Reproduce verbatim the lines from the one that contains "Find the yellow" through the one that contains "x=191, y=164", both included, and nothing else.
+++
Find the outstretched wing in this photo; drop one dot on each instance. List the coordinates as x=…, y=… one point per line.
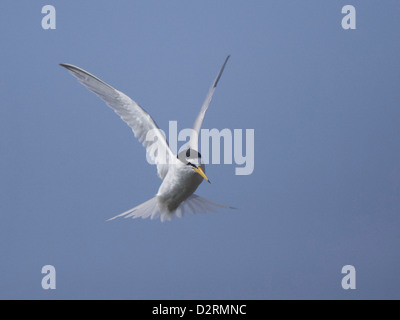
x=194, y=141
x=141, y=123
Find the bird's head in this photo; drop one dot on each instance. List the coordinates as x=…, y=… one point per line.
x=192, y=158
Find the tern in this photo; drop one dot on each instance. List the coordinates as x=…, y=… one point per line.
x=181, y=174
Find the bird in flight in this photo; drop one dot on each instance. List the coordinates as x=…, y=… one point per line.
x=181, y=174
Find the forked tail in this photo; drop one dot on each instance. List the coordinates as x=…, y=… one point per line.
x=151, y=209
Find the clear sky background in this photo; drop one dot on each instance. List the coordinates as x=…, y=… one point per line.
x=324, y=104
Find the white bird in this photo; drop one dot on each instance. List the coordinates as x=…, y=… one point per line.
x=181, y=174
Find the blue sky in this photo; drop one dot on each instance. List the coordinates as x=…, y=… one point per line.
x=324, y=104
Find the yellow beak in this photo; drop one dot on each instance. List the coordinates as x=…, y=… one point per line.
x=201, y=172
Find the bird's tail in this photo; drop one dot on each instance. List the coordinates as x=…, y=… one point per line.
x=151, y=209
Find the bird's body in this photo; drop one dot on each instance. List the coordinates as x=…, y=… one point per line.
x=181, y=174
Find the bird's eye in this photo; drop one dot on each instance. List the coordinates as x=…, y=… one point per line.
x=191, y=164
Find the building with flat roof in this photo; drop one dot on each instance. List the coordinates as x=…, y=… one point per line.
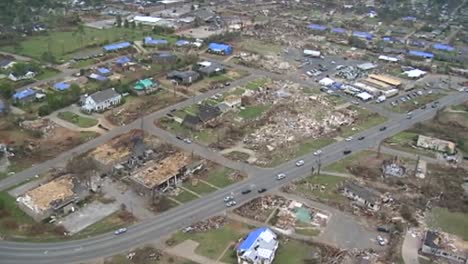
x=259, y=247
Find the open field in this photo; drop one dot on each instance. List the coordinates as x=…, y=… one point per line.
x=78, y=120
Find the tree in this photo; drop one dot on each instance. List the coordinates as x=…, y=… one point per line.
x=118, y=21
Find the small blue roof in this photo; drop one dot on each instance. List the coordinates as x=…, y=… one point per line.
x=317, y=27
x=103, y=70
x=61, y=86
x=339, y=30
x=445, y=47
x=182, y=42
x=362, y=34
x=122, y=60
x=151, y=41
x=21, y=94
x=117, y=46
x=419, y=53
x=251, y=238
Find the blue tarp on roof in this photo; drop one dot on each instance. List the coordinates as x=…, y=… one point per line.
x=61, y=86
x=251, y=238
x=339, y=30
x=445, y=47
x=362, y=34
x=24, y=93
x=122, y=60
x=182, y=42
x=103, y=71
x=151, y=41
x=117, y=46
x=221, y=48
x=317, y=27
x=419, y=53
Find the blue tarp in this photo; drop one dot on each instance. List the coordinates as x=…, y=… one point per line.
x=61, y=86
x=151, y=41
x=122, y=60
x=182, y=42
x=117, y=46
x=220, y=48
x=317, y=27
x=251, y=238
x=362, y=34
x=444, y=47
x=22, y=94
x=339, y=30
x=104, y=71
x=419, y=53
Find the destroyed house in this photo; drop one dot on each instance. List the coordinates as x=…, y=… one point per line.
+++
> [RESULT]:
Find the yellow beak in this photo; drop one dot on each instance. List the coordinates as x=…, y=… one point per line.
x=201, y=172
Find the bird's tail in this photo; drop one dot on each instance. List the coordinates as x=…, y=… one point per line.
x=151, y=209
Find the bird's body in this photo; drop one dot on each instance. List the coordinates as x=…, y=… one point per line.
x=181, y=174
Find the bird's eye in this photo; drop one dot on each instance. List the coordinates as x=…, y=… one point per line.
x=191, y=164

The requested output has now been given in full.